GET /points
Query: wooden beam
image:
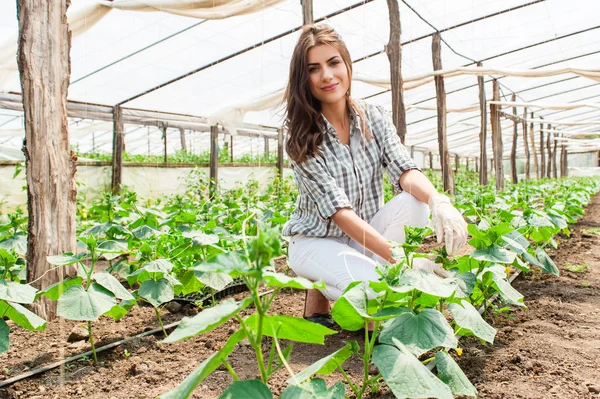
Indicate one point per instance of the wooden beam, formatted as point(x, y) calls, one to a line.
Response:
point(214, 159)
point(483, 179)
point(526, 146)
point(394, 54)
point(554, 160)
point(542, 152)
point(513, 152)
point(307, 12)
point(497, 146)
point(280, 151)
point(447, 174)
point(43, 60)
point(163, 129)
point(182, 137)
point(532, 139)
point(549, 148)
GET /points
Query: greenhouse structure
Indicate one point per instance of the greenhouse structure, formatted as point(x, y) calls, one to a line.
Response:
point(145, 183)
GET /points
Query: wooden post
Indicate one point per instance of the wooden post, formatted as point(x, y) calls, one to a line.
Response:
point(447, 174)
point(483, 180)
point(554, 160)
point(163, 129)
point(497, 146)
point(532, 138)
point(214, 159)
point(44, 64)
point(307, 12)
point(394, 53)
point(542, 152)
point(266, 147)
point(280, 151)
point(117, 164)
point(182, 136)
point(526, 146)
point(549, 149)
point(513, 152)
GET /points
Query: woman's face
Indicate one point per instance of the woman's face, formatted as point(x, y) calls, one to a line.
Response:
point(328, 74)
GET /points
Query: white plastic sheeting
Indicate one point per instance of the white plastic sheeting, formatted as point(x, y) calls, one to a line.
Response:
point(127, 53)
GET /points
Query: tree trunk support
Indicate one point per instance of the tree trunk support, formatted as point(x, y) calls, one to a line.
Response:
point(447, 174)
point(483, 172)
point(118, 139)
point(497, 146)
point(214, 159)
point(44, 65)
point(513, 152)
point(394, 53)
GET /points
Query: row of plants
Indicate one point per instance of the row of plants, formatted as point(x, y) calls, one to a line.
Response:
point(408, 307)
point(182, 156)
point(195, 243)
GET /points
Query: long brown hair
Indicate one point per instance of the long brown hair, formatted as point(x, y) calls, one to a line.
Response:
point(303, 111)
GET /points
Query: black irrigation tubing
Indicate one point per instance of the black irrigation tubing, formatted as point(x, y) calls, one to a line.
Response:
point(54, 365)
point(512, 278)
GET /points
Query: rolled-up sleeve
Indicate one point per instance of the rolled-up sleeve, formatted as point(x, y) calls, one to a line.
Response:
point(395, 158)
point(314, 179)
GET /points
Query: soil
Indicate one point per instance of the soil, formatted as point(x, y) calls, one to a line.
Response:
point(549, 350)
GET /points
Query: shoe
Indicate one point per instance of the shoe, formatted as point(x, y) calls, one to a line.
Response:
point(324, 319)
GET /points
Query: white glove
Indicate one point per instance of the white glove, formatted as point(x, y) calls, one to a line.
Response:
point(426, 265)
point(450, 227)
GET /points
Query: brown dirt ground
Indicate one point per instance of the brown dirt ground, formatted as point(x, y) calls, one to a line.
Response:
point(550, 350)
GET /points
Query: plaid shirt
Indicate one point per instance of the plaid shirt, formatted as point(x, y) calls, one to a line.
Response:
point(347, 176)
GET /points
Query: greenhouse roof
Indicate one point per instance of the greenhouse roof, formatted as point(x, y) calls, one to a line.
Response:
point(169, 63)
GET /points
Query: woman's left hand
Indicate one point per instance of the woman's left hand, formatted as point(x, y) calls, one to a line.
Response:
point(450, 226)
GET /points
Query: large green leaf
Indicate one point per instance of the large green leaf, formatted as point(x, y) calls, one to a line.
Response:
point(315, 389)
point(250, 389)
point(463, 283)
point(405, 375)
point(67, 258)
point(157, 292)
point(185, 389)
point(326, 365)
point(113, 285)
point(54, 291)
point(78, 304)
point(469, 319)
point(207, 320)
point(16, 292)
point(420, 332)
point(291, 328)
point(22, 316)
point(350, 310)
point(4, 331)
point(428, 283)
point(546, 263)
point(507, 292)
point(281, 280)
point(494, 253)
point(451, 374)
point(17, 243)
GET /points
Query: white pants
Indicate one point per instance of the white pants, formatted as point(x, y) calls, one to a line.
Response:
point(330, 259)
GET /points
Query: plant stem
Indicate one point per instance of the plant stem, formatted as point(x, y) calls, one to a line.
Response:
point(160, 322)
point(92, 342)
point(230, 369)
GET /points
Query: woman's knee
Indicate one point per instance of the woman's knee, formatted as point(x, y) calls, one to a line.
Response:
point(415, 211)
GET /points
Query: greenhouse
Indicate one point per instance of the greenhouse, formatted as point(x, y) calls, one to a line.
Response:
point(159, 212)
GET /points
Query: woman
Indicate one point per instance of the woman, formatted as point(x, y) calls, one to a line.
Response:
point(338, 149)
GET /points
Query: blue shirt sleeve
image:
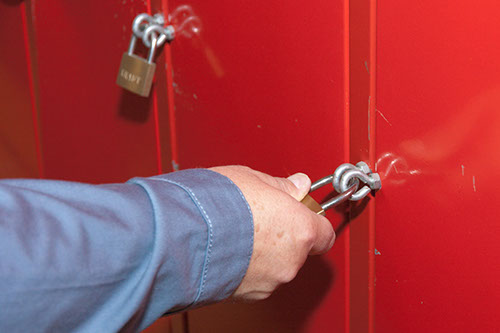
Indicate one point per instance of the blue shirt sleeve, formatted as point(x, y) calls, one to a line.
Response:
point(106, 258)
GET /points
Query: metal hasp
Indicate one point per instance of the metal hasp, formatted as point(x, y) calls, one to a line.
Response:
point(346, 180)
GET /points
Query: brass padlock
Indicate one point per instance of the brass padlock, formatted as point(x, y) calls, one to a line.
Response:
point(136, 73)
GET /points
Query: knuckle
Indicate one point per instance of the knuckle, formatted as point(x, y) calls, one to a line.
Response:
point(308, 232)
point(288, 275)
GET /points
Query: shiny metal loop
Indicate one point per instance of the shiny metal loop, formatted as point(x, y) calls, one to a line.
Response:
point(337, 175)
point(372, 181)
point(342, 197)
point(165, 34)
point(138, 25)
point(152, 50)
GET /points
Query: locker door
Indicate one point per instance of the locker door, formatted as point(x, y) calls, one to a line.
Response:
point(263, 84)
point(437, 143)
point(18, 128)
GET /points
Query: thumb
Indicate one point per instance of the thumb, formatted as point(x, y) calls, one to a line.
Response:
point(301, 184)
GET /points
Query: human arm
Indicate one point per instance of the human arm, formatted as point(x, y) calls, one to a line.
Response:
point(115, 257)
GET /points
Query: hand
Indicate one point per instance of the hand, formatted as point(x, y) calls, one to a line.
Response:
point(285, 230)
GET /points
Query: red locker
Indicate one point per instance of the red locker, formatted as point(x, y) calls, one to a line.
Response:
point(410, 88)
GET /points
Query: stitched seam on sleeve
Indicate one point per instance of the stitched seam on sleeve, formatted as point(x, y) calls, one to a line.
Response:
point(207, 220)
point(251, 219)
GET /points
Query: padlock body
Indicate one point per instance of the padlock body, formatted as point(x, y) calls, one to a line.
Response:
point(136, 74)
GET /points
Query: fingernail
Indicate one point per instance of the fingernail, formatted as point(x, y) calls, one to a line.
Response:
point(301, 181)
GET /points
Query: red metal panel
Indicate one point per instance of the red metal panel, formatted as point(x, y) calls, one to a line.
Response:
point(362, 138)
point(91, 129)
point(438, 91)
point(262, 84)
point(18, 150)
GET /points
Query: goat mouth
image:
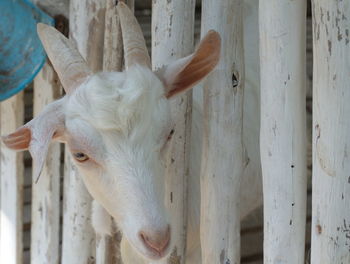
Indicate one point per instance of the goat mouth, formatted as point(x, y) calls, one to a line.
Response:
point(154, 254)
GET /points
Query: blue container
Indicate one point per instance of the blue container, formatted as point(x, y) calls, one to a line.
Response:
point(21, 53)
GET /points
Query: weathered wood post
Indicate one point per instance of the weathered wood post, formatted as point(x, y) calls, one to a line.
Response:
point(87, 19)
point(283, 128)
point(331, 133)
point(172, 38)
point(46, 192)
point(11, 185)
point(222, 159)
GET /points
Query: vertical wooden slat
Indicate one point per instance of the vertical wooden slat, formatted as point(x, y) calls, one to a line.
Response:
point(283, 128)
point(11, 185)
point(87, 19)
point(46, 192)
point(331, 133)
point(172, 38)
point(222, 159)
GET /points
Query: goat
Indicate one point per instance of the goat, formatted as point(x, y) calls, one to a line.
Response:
point(116, 126)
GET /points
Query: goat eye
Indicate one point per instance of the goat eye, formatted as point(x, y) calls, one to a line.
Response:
point(171, 134)
point(81, 157)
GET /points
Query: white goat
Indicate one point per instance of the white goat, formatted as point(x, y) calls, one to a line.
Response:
point(117, 127)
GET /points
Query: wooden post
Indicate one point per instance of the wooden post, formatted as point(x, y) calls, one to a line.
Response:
point(46, 192)
point(331, 133)
point(283, 128)
point(222, 159)
point(11, 185)
point(87, 19)
point(172, 38)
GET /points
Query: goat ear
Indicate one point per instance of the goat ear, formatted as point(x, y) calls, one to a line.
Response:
point(184, 73)
point(37, 135)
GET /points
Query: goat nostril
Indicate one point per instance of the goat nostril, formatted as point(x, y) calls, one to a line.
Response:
point(156, 241)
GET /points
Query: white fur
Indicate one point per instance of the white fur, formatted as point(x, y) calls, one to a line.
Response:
point(101, 220)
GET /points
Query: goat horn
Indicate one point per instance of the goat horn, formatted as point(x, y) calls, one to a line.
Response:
point(65, 58)
point(135, 50)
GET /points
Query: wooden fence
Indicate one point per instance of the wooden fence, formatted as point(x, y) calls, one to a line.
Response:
point(51, 220)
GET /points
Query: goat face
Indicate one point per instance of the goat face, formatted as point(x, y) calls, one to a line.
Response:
point(117, 127)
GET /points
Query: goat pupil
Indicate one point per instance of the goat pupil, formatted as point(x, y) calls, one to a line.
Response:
point(80, 156)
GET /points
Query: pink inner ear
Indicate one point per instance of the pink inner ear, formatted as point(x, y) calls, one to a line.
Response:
point(203, 61)
point(18, 140)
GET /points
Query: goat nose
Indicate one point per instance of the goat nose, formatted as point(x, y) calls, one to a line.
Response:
point(156, 242)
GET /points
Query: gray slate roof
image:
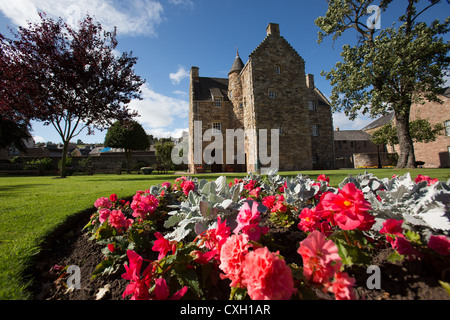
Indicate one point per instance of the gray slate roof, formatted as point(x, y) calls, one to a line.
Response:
point(238, 65)
point(379, 122)
point(206, 88)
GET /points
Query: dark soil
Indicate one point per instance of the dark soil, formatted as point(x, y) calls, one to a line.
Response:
point(406, 280)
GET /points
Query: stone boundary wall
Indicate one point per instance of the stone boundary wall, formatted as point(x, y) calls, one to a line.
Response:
point(371, 159)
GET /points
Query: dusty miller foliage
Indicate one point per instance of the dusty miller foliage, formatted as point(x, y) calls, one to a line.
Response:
point(424, 209)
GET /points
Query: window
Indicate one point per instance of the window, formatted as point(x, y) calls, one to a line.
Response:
point(315, 158)
point(280, 129)
point(217, 128)
point(447, 128)
point(315, 130)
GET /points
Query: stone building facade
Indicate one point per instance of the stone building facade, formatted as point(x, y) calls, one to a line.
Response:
point(272, 92)
point(435, 154)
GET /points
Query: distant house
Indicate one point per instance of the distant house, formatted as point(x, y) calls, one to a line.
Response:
point(350, 142)
point(435, 154)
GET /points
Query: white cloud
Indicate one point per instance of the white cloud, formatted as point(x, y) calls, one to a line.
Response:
point(131, 17)
point(179, 75)
point(38, 139)
point(158, 111)
point(182, 2)
point(161, 133)
point(341, 121)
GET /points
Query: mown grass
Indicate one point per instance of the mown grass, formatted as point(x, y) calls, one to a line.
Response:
point(32, 207)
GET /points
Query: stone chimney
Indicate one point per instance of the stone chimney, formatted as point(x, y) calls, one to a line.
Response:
point(195, 74)
point(273, 28)
point(310, 81)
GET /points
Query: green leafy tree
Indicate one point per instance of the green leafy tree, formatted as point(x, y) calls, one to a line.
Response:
point(164, 154)
point(128, 135)
point(421, 131)
point(388, 69)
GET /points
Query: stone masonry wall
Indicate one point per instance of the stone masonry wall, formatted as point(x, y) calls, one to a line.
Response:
point(288, 108)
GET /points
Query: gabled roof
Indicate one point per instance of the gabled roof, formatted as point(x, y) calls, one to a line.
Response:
point(323, 101)
point(238, 65)
point(207, 88)
point(446, 92)
point(269, 38)
point(379, 122)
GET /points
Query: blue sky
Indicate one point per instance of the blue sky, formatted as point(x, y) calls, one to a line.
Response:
point(171, 36)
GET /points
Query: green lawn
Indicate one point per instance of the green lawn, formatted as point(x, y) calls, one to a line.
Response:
point(31, 207)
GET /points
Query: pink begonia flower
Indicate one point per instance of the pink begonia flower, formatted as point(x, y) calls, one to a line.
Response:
point(266, 276)
point(188, 186)
point(347, 209)
point(325, 228)
point(248, 220)
point(309, 220)
point(269, 202)
point(163, 246)
point(144, 205)
point(139, 285)
point(247, 215)
point(111, 247)
point(392, 227)
point(166, 184)
point(232, 255)
point(426, 178)
point(404, 247)
point(113, 198)
point(103, 214)
point(255, 192)
point(250, 185)
point(323, 177)
point(161, 291)
point(118, 220)
point(440, 244)
point(215, 238)
point(342, 286)
point(102, 202)
point(320, 257)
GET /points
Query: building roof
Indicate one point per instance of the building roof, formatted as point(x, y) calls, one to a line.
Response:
point(379, 122)
point(208, 88)
point(351, 135)
point(238, 65)
point(446, 92)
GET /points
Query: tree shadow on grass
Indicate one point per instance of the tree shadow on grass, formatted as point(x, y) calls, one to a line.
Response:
point(4, 190)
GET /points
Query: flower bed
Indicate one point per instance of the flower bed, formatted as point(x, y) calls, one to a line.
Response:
point(270, 237)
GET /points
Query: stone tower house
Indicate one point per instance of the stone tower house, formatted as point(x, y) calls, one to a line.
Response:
point(271, 91)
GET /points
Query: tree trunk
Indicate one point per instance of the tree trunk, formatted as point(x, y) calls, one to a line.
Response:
point(406, 158)
point(128, 159)
point(64, 160)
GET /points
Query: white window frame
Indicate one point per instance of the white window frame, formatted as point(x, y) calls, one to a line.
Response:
----
What to do. Identify each line in the rows above that contains the string "knee", and copy those lines out. Case counts when matching.

Exercise answer.
Query: woman's knee
Indicate one point per instance of the woman's knee, formatted as point(x, y) calls, one to a line.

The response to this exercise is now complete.